HRW noted that press freedom was suppressed not only in war zones or by dictators, but even by democratically elected leaders.
The watchdog said as an example, the U.S. President Donald Trump labeled any coverage he did not like as “fake news,” the practice which was seized upon by Russia, Syria, Venezuela and some other states.
NAN reports that the International Federation of Journalists (IFJ) said 81 reporters were killed doing their jobs in 2017, as harassment and attacks on journalists have been on the rise.
Although the number of deaths are slightly down from last year’s total of 93, the IFJ cautioned that an unprecedented number of journalists were jailed in 2017, with more than 250 still in prison.
***
Continue the passage on press freedom from where it stops. The listing has no connection to the passage on press freedom.

* [AVAILABLE DATA]:
***
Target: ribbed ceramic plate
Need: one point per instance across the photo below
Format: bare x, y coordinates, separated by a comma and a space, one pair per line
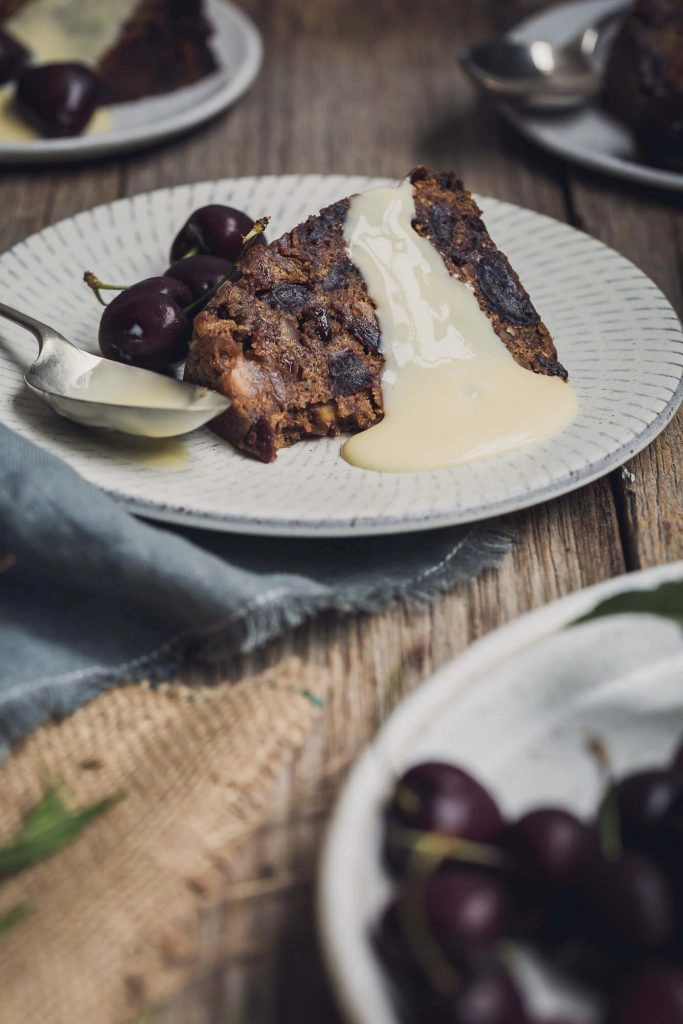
***
* [ANSWER TO THIS EXERCISE]:
“Self-censorship was widespread and … impunity for the killings, harassment, attacks and threats against independent journalism was running at epidemic levels,” the Belgium-based organisation said in its annual report, released on Sunday.
Reporters lost their lives in targeted killings, car bombings and crossfire incidents around the world, the IFJ said, although the loss of ground by armed groups reduced journalists’ exposure to the front lines in some combat zones.
For example, the Islamic State of Iraq and the Levant group (ISIL, also known as ISIS) steadily lost ground throughout 2017, with Iraq declaring an end to the war against the armed group.